§ **Exercise requirements**: Find each line below that contains the word "glass" and copy those lines in full.

****

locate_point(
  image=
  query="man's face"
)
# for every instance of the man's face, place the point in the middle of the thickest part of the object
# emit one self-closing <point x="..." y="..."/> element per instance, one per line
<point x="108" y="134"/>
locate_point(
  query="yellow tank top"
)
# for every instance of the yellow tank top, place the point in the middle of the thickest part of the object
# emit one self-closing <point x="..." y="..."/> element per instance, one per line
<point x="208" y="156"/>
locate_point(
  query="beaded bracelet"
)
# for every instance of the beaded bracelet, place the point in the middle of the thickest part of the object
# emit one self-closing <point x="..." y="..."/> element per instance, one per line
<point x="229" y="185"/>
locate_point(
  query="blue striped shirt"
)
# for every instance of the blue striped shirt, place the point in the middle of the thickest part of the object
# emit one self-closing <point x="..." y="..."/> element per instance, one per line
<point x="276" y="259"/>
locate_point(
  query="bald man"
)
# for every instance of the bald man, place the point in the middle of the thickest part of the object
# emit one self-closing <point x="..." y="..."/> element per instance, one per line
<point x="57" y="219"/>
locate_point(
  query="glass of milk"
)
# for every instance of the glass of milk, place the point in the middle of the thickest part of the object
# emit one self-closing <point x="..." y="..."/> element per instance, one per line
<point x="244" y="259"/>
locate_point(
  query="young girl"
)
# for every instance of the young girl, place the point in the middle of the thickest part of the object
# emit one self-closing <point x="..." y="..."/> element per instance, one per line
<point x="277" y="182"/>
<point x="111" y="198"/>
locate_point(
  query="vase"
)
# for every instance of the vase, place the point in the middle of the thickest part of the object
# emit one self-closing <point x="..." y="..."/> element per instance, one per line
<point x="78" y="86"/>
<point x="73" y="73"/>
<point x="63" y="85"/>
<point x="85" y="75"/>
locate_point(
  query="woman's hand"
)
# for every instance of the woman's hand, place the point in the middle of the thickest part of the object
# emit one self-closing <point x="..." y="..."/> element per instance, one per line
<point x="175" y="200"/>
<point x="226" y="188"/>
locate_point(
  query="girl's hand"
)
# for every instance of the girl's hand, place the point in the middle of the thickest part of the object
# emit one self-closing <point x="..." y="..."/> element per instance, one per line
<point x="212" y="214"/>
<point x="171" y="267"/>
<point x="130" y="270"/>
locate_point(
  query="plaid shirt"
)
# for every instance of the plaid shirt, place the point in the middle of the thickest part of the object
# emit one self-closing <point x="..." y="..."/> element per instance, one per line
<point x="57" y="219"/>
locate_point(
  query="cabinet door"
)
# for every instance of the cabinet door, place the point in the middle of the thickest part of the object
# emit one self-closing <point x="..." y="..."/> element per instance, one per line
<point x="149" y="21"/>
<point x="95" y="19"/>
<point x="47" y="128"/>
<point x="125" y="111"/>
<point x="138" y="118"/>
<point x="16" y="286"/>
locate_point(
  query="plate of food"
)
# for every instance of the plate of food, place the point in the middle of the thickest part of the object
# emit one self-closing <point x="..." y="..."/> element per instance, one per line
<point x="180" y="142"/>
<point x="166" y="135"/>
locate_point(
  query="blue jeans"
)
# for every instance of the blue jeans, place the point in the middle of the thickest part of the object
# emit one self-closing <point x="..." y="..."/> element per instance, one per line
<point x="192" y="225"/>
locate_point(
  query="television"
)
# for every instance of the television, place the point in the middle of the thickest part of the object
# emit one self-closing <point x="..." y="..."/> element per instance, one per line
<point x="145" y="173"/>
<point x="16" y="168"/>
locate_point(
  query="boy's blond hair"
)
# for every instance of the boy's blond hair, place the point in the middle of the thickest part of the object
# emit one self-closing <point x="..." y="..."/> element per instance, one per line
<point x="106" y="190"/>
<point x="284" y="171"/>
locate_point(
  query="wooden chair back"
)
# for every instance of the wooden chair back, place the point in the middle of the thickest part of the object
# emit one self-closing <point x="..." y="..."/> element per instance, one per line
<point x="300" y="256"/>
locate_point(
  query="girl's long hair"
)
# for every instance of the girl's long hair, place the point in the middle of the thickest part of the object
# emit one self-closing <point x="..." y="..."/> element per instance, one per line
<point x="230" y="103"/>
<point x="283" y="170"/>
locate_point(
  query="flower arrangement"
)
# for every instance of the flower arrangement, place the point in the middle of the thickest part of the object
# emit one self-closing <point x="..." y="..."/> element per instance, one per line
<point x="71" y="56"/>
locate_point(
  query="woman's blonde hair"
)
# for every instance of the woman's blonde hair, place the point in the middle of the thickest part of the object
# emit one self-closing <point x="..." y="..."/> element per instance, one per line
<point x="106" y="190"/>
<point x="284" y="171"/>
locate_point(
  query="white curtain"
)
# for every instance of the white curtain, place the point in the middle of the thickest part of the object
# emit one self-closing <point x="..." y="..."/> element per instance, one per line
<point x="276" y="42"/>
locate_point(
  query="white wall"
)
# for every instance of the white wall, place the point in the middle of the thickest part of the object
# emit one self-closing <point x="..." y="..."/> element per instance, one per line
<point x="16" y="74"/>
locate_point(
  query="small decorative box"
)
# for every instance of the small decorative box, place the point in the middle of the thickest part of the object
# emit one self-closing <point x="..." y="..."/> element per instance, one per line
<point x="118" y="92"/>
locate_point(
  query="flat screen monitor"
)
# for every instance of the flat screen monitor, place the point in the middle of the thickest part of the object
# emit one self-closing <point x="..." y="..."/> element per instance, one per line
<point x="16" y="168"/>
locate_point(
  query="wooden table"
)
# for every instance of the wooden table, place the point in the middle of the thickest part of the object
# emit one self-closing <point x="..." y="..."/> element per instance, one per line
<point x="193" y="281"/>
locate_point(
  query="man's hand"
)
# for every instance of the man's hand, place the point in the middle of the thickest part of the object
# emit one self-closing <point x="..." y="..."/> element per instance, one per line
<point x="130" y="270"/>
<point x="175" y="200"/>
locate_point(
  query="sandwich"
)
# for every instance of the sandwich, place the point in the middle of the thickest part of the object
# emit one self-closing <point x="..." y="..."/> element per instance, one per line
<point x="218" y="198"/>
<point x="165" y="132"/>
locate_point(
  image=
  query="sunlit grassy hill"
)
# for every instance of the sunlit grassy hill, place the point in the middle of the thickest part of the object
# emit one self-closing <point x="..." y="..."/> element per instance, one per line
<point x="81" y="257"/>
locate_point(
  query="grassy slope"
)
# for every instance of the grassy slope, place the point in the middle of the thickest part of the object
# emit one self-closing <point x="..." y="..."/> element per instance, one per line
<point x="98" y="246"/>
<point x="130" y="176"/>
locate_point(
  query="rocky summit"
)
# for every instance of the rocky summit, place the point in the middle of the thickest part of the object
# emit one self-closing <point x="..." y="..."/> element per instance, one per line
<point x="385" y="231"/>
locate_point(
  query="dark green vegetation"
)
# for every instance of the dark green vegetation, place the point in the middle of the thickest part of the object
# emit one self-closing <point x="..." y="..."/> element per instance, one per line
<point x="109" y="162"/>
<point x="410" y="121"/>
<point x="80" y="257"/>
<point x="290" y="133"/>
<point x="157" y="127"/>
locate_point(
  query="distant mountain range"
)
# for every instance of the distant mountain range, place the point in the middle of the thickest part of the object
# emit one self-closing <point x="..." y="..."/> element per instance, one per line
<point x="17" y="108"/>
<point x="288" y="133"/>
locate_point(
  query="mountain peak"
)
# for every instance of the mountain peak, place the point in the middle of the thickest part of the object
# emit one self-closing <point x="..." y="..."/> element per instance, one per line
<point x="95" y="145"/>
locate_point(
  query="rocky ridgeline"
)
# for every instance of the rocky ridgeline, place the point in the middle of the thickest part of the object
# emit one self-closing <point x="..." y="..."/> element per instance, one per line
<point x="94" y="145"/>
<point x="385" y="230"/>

****

§ **Answer for this exercise**:
  query="glass of milk"
# for every instance of the glass of milk, place the point in the middle of the thickest part of the object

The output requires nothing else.